== Written request ==
Repeat the records starting at the line with "Pick out one point on every instance of the pale" and ending at the line with "[(54, 127)]", changing "sand dune" to "grassy hill" and leaving everything else as it is. Give only those lines, without the pictures.

== Extracted entries ==
-.-.-

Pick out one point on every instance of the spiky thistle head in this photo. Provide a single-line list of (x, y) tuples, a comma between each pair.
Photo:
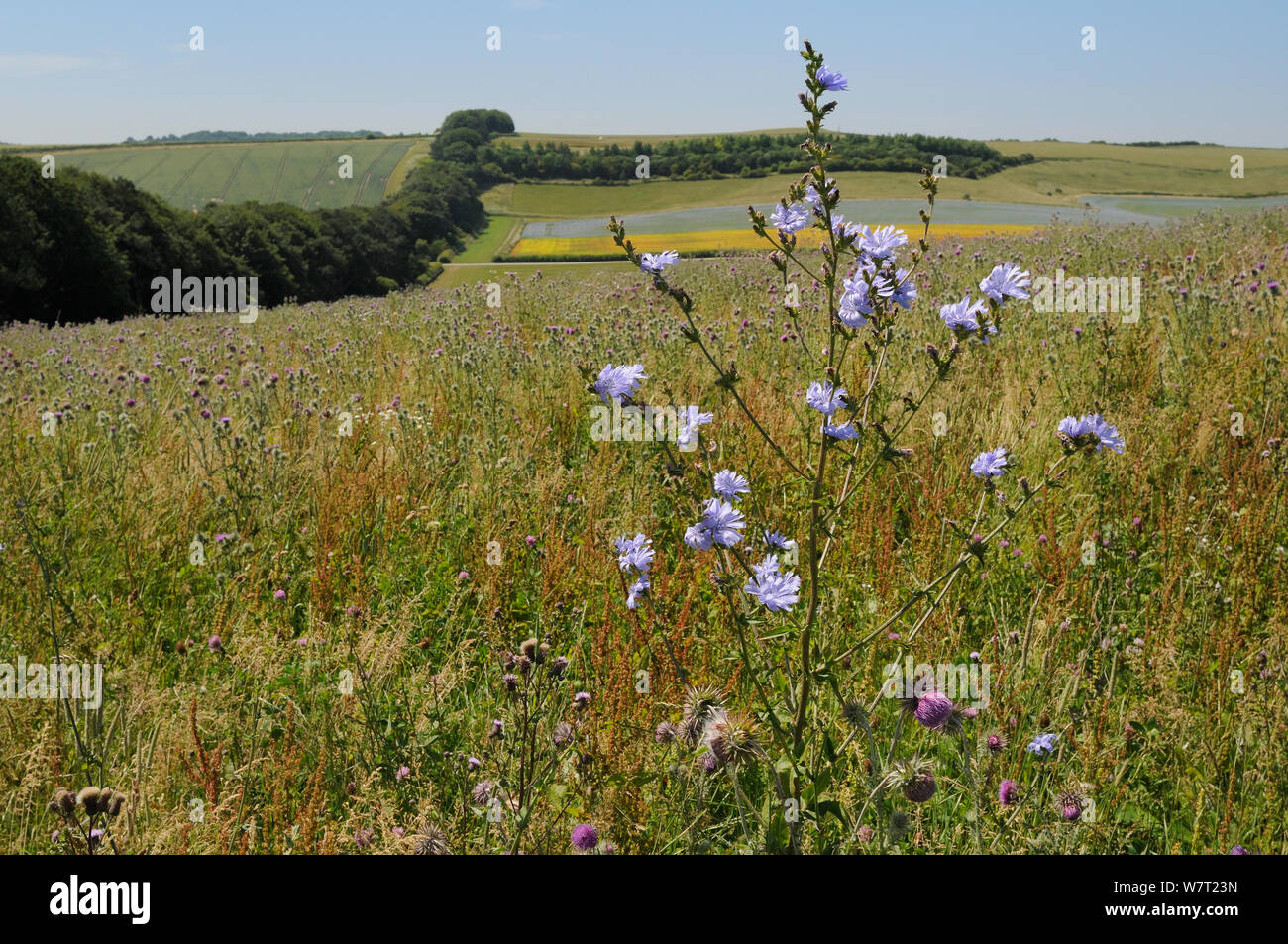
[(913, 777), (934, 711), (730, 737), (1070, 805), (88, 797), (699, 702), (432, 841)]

-.-.-

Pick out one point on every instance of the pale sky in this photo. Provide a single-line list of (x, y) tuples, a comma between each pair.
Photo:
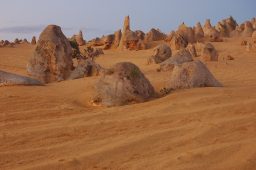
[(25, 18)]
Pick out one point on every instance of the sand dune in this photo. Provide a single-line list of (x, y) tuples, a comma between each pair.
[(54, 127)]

-.-.-

== Task output ==
Pick out one point on every instance of the pale sky in this photo. Provide a single-line list of (x, y) tuples, a comma between each pair.
Photo:
[(25, 18)]
Pick out one point on every instance of the grassy hill in this photo. Provide a single-line list of (x, y) tuples, a comma between each pair.
[(54, 127)]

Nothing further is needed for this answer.